> **RECORDS PROVIDED**
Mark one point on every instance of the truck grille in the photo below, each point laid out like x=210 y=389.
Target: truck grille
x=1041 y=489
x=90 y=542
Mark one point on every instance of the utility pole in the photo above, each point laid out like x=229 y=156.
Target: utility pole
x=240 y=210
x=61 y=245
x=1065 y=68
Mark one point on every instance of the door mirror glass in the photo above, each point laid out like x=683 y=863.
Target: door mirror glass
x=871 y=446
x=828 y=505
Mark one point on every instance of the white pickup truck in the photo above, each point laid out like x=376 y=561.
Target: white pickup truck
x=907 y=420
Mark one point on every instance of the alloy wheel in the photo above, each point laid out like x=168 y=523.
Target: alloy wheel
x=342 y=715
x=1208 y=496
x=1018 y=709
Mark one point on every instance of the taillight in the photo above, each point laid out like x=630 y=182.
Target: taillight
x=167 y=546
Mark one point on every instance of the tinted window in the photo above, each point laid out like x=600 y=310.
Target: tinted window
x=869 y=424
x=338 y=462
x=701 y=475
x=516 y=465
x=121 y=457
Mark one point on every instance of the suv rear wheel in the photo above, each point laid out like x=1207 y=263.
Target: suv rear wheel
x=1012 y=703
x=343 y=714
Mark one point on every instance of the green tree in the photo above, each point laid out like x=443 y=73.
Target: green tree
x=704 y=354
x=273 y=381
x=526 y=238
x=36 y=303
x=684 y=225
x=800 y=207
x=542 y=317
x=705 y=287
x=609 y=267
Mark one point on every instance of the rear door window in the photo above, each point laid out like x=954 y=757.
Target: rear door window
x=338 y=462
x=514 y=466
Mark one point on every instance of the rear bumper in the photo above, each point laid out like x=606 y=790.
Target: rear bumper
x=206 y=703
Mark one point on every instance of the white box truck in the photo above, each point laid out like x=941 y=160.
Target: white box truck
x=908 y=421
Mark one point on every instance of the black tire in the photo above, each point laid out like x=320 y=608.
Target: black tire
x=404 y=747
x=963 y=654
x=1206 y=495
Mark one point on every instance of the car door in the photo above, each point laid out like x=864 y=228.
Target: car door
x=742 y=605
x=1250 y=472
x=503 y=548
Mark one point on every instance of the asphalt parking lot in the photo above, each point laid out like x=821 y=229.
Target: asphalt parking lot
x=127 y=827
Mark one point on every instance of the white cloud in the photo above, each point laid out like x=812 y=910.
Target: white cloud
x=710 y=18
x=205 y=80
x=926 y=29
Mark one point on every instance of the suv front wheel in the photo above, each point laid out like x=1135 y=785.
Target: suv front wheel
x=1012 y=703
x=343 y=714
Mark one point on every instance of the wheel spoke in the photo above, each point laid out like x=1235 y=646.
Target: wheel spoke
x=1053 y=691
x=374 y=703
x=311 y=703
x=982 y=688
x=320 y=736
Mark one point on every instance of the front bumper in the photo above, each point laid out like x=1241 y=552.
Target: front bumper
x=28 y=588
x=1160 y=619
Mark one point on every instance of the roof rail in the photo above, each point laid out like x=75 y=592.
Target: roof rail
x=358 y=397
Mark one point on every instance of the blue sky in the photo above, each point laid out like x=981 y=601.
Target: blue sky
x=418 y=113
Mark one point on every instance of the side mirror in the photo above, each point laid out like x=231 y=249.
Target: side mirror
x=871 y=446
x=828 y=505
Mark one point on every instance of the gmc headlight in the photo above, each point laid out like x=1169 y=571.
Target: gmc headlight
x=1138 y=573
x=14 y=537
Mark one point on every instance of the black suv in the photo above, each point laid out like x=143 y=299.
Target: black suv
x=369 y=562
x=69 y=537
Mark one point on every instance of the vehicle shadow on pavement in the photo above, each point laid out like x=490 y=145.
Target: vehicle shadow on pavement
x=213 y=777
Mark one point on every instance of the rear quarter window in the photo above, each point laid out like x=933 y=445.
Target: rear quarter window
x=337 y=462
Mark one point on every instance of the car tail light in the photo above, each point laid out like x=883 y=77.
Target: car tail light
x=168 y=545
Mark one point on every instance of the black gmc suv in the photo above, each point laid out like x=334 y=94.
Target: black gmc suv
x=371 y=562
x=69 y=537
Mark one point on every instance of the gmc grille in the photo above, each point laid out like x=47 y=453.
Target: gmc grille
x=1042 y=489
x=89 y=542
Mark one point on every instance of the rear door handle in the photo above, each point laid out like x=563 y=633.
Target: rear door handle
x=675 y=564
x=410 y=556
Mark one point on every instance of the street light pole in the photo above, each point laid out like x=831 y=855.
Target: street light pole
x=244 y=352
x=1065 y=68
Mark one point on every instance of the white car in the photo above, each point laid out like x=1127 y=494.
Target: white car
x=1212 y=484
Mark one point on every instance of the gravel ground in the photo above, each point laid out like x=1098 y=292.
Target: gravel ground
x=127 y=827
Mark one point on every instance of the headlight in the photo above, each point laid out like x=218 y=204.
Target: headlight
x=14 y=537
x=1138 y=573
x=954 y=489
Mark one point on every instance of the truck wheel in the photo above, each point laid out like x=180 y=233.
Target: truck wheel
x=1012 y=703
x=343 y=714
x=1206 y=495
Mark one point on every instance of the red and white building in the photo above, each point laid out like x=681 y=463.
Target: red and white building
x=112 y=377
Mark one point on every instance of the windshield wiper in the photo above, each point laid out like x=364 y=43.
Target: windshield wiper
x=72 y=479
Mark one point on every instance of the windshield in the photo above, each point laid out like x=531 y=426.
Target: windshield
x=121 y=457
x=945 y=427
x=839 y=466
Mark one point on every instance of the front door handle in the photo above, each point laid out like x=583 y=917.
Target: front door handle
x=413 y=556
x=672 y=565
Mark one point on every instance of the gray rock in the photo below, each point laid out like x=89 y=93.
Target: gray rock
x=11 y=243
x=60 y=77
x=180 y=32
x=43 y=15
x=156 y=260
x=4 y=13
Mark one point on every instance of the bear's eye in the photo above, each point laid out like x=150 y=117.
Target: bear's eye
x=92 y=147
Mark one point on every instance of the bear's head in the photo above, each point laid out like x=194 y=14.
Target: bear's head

==

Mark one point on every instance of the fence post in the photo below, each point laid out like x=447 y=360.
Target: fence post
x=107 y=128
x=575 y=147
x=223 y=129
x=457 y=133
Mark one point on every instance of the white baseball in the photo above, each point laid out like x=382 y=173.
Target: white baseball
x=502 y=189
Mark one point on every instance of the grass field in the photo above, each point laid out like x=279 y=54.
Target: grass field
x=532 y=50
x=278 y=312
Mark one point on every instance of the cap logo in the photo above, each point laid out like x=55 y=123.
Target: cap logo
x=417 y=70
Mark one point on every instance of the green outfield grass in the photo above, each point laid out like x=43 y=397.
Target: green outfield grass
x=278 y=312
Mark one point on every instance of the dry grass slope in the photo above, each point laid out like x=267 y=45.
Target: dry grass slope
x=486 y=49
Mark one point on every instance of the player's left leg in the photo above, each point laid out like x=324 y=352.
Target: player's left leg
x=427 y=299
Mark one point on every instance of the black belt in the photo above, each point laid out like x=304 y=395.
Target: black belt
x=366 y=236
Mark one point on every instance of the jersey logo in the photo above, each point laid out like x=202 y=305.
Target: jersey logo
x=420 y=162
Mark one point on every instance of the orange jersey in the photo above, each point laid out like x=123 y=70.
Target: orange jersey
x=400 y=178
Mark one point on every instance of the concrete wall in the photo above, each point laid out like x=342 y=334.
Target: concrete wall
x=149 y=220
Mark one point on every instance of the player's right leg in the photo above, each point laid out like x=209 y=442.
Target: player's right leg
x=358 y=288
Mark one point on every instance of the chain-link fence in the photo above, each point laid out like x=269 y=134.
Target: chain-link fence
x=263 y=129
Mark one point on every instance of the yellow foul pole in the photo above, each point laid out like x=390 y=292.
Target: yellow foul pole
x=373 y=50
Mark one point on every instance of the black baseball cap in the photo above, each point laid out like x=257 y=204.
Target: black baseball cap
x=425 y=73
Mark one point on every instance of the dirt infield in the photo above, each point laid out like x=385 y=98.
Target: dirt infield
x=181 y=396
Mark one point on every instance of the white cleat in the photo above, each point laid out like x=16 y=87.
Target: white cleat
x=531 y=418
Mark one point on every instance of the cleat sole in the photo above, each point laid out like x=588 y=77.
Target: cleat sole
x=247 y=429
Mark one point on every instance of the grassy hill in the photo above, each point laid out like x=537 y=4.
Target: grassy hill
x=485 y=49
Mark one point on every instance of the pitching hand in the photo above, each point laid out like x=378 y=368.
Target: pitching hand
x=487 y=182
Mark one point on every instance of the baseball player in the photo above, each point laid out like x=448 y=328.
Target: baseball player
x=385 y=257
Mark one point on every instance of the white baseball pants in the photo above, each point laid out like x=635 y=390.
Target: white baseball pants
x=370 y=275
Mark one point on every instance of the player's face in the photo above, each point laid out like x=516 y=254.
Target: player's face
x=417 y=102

> **SET EXERCISE**
Copy the items from the line with "Mark one point on every instance of the bear's head" up to and including the line with "Target: bear's head", putting "muzzle" in place of "head" and keeping everything else the same.

> **EXERCISE RESPONSE**
Mark one point on every instance of the bear's muzzle in the photo above, each point laid out like x=194 y=14.
Target: bear's muzzle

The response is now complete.